(TASK MATERIAL)
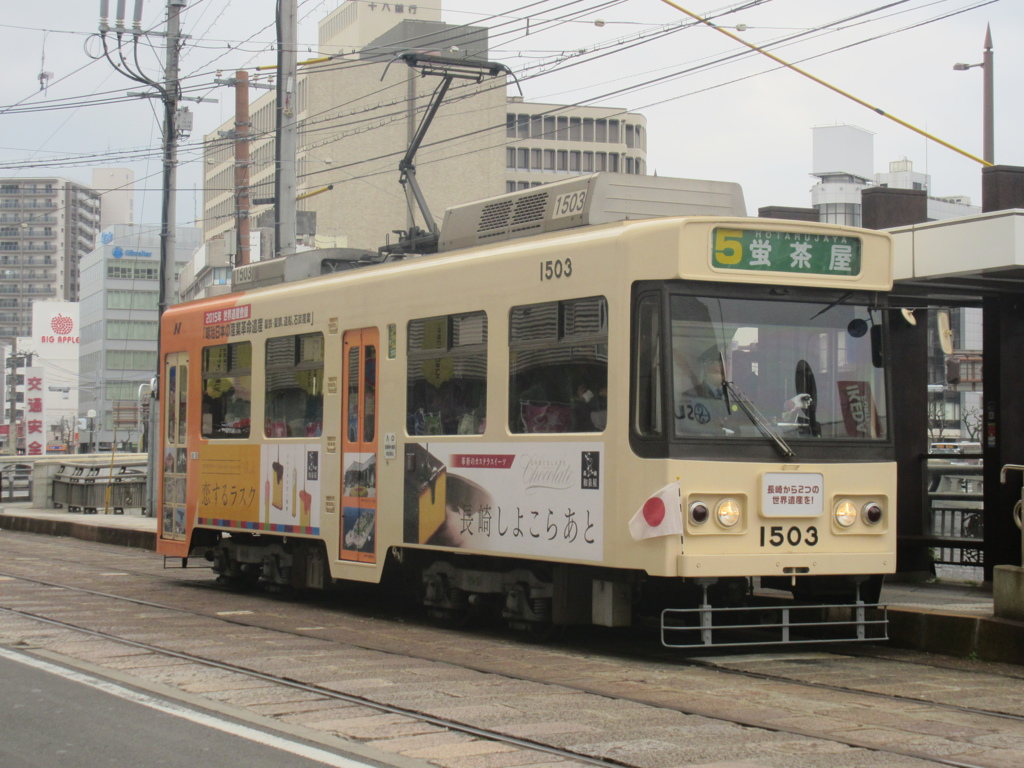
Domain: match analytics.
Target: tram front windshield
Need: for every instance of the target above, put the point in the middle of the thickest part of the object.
(775, 368)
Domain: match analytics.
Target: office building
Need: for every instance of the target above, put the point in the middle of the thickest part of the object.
(546, 141)
(358, 112)
(120, 322)
(47, 224)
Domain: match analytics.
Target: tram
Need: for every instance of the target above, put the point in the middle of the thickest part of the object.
(561, 422)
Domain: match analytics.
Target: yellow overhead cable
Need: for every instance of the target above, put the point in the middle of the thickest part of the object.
(829, 86)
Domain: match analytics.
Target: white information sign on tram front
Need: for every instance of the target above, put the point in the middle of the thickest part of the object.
(792, 495)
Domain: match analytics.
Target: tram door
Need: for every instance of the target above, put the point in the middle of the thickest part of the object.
(358, 445)
(174, 463)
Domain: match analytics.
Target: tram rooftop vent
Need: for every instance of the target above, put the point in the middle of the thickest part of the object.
(580, 201)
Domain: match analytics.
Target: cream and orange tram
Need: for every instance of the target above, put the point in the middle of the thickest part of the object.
(571, 427)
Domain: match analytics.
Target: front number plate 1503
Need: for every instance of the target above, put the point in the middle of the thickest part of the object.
(792, 495)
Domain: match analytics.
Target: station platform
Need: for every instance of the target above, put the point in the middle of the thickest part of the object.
(954, 619)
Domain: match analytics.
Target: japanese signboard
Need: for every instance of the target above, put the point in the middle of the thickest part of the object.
(753, 250)
(541, 500)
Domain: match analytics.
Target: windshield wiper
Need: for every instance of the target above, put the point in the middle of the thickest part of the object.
(758, 420)
(836, 303)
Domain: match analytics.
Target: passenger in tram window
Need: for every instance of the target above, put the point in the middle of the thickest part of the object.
(702, 408)
(590, 409)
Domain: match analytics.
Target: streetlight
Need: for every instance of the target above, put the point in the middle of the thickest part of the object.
(987, 64)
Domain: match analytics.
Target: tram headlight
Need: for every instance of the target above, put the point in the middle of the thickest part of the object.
(727, 512)
(871, 513)
(699, 514)
(846, 513)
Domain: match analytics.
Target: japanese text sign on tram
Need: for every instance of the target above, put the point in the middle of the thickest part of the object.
(810, 253)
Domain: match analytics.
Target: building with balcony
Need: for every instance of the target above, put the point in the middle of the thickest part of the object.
(356, 114)
(544, 142)
(46, 226)
(119, 313)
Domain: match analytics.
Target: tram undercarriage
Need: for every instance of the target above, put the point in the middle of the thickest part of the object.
(541, 599)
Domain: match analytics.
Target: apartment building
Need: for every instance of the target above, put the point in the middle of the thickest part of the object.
(546, 141)
(47, 224)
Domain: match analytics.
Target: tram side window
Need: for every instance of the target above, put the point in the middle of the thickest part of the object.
(446, 378)
(647, 369)
(558, 367)
(226, 390)
(294, 403)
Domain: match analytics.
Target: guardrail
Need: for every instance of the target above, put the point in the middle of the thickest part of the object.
(15, 481)
(953, 525)
(88, 486)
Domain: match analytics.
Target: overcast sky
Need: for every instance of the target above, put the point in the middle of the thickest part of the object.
(742, 120)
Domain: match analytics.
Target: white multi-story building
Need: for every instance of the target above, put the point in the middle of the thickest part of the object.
(844, 162)
(120, 324)
(46, 226)
(546, 141)
(357, 114)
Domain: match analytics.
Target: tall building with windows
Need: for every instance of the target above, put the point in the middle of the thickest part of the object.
(358, 111)
(47, 224)
(544, 142)
(844, 162)
(119, 317)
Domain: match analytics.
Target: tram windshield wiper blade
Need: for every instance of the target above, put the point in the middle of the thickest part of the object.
(758, 420)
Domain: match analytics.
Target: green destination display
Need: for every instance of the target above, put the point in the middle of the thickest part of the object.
(754, 250)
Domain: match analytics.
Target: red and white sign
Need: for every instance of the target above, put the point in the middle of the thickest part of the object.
(227, 314)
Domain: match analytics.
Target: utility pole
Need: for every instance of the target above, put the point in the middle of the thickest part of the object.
(988, 65)
(175, 121)
(12, 385)
(287, 144)
(242, 164)
(242, 136)
(169, 204)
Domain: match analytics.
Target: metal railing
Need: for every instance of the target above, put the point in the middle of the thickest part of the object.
(953, 525)
(706, 627)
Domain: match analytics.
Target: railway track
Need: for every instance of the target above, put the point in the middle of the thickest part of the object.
(641, 687)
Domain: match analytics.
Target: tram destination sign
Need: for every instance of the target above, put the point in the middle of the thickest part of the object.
(769, 251)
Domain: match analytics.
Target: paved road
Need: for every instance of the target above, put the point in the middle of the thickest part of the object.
(53, 716)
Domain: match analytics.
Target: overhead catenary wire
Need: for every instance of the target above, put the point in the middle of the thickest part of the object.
(826, 84)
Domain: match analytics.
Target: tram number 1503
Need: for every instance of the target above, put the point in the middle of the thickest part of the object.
(556, 268)
(776, 536)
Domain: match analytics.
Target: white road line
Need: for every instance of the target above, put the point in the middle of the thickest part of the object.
(293, 748)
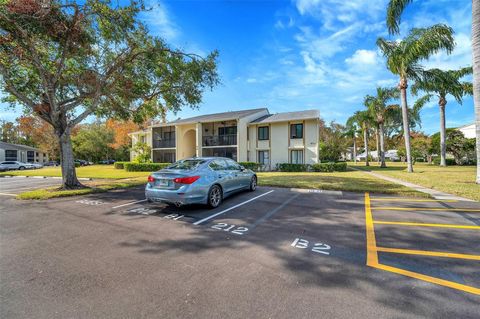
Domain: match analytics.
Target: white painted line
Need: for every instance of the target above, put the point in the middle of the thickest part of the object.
(138, 201)
(8, 194)
(230, 208)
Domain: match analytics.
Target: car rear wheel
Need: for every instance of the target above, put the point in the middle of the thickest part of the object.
(253, 183)
(215, 196)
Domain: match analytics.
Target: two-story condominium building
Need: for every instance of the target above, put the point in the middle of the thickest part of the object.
(252, 135)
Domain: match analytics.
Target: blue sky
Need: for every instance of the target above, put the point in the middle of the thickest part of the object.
(304, 54)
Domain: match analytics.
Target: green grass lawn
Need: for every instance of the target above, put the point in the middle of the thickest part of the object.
(353, 181)
(94, 171)
(110, 178)
(458, 180)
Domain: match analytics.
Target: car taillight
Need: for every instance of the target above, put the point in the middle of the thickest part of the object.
(186, 180)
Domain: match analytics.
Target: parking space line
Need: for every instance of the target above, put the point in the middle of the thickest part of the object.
(6, 194)
(426, 208)
(427, 253)
(387, 199)
(381, 222)
(372, 257)
(230, 208)
(432, 280)
(131, 203)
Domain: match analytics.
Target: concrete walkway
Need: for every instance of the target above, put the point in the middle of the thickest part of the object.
(434, 193)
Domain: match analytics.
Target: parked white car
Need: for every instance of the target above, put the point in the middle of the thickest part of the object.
(12, 165)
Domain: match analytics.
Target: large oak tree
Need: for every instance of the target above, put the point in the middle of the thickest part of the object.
(66, 60)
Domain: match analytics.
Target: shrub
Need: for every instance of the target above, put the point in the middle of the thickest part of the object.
(330, 167)
(250, 165)
(287, 167)
(449, 161)
(119, 165)
(144, 167)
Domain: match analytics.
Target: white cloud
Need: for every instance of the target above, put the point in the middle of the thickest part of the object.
(363, 58)
(159, 21)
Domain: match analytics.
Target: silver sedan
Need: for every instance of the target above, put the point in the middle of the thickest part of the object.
(199, 180)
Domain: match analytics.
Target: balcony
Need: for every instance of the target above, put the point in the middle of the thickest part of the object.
(220, 140)
(166, 143)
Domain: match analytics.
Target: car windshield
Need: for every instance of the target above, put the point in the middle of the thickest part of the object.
(186, 164)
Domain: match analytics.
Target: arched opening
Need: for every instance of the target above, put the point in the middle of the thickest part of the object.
(189, 144)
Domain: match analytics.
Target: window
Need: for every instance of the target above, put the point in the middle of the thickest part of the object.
(296, 131)
(11, 155)
(296, 157)
(232, 165)
(218, 165)
(227, 130)
(264, 157)
(263, 133)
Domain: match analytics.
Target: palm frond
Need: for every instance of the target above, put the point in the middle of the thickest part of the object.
(394, 11)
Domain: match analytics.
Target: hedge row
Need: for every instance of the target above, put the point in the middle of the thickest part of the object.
(329, 167)
(320, 167)
(144, 167)
(119, 165)
(250, 165)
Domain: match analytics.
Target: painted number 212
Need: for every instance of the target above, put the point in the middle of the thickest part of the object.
(320, 248)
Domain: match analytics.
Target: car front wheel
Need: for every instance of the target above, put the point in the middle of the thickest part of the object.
(253, 183)
(215, 196)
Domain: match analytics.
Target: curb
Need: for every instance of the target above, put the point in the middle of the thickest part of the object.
(51, 177)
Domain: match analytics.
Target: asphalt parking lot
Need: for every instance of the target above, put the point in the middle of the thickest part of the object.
(273, 253)
(11, 186)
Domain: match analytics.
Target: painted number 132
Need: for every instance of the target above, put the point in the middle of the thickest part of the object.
(320, 248)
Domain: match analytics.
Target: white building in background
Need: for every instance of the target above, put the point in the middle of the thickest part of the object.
(468, 130)
(252, 135)
(21, 153)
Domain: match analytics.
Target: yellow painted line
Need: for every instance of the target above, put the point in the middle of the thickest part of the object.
(427, 253)
(426, 225)
(433, 280)
(372, 256)
(427, 208)
(387, 199)
(6, 194)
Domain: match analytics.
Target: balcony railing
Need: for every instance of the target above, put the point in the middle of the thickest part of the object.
(220, 140)
(163, 143)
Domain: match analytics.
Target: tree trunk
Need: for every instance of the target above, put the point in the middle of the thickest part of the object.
(476, 74)
(382, 146)
(365, 141)
(406, 123)
(355, 149)
(443, 132)
(69, 176)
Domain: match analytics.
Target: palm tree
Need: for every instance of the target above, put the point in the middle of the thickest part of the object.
(365, 121)
(441, 83)
(403, 58)
(394, 11)
(351, 129)
(380, 112)
(476, 74)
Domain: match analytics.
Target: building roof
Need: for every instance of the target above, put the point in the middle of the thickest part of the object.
(4, 145)
(232, 115)
(289, 116)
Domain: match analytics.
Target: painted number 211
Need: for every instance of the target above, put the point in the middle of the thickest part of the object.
(320, 248)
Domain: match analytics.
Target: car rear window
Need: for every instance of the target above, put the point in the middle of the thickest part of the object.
(186, 164)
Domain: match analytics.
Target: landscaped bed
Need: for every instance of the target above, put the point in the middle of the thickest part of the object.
(107, 177)
(458, 180)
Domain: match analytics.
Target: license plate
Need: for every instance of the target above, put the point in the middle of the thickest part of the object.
(161, 182)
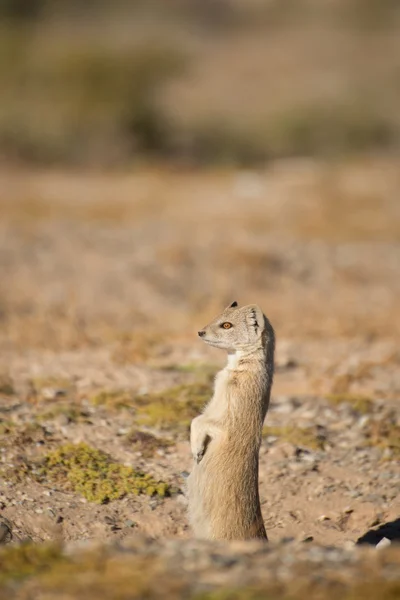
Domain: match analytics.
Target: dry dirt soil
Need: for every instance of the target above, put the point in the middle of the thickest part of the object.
(105, 279)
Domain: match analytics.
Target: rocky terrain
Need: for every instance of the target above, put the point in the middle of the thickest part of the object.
(105, 281)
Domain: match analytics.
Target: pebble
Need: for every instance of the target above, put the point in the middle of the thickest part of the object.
(5, 532)
(384, 543)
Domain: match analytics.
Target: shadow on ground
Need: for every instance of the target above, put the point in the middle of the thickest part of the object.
(390, 530)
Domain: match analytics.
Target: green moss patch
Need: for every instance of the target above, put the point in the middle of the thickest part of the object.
(358, 403)
(173, 408)
(93, 474)
(307, 437)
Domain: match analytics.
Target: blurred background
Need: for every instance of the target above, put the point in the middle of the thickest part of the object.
(198, 81)
(160, 159)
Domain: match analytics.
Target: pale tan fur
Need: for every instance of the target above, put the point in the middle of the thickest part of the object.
(225, 439)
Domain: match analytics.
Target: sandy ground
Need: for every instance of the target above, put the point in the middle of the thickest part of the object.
(107, 278)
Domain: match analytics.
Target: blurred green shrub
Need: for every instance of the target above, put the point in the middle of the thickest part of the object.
(84, 103)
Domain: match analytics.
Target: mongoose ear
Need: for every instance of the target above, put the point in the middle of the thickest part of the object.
(255, 318)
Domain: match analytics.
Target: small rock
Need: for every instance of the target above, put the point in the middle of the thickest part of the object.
(384, 543)
(130, 523)
(5, 531)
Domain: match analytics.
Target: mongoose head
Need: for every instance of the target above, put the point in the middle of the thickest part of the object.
(238, 328)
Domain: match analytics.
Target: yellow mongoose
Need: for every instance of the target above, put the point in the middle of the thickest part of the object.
(222, 489)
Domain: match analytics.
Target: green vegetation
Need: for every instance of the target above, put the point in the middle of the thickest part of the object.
(303, 437)
(94, 475)
(82, 97)
(173, 408)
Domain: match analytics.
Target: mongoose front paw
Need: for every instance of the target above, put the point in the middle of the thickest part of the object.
(200, 448)
(199, 456)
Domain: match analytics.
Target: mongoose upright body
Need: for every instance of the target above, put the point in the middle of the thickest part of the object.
(225, 439)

(THE PROBLEM) Your answer must consist of every line from the listing that holds the string "story".

(ANSWER TO THIS TASK)
Target: white multi-story building
Target: two-story condominium building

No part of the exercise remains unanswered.